====== Input

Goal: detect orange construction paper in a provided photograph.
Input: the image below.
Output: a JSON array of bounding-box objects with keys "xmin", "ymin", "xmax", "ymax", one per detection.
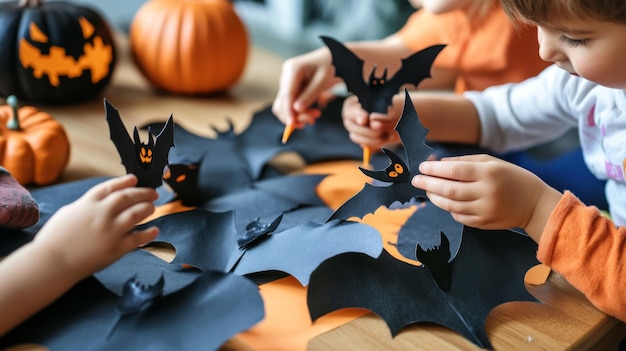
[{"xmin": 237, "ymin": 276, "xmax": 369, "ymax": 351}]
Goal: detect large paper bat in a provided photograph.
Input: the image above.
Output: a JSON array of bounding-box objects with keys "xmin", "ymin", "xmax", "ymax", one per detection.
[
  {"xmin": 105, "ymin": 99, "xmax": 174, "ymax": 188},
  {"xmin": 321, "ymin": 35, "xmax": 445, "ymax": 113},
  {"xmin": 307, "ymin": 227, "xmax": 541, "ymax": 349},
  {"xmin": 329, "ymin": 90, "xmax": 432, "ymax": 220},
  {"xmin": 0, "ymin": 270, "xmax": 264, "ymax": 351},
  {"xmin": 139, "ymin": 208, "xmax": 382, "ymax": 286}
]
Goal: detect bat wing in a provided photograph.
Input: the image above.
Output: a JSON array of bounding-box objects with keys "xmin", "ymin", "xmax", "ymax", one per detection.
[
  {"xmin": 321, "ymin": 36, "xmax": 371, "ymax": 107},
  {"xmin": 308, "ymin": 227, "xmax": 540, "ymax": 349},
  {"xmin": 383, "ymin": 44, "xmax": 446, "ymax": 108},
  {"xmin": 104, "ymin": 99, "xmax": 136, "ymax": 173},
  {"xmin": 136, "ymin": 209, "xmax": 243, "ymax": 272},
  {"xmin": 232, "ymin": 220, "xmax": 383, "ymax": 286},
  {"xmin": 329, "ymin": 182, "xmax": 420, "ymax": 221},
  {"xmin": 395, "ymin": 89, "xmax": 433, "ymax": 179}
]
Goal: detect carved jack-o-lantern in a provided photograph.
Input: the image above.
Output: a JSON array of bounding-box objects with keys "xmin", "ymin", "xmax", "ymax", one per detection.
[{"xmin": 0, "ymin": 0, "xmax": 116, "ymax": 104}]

============
====== Input

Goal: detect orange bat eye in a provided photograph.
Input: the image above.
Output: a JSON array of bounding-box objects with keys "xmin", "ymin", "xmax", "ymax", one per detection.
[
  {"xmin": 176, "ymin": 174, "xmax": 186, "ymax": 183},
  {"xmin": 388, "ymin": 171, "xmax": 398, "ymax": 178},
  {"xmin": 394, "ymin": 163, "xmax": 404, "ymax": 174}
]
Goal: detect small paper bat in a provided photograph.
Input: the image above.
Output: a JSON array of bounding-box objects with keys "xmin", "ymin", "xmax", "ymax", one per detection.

============

Requirement: Find the number of lines in the data above that contain "orange". Please give that number alone.

Solution for this task: 2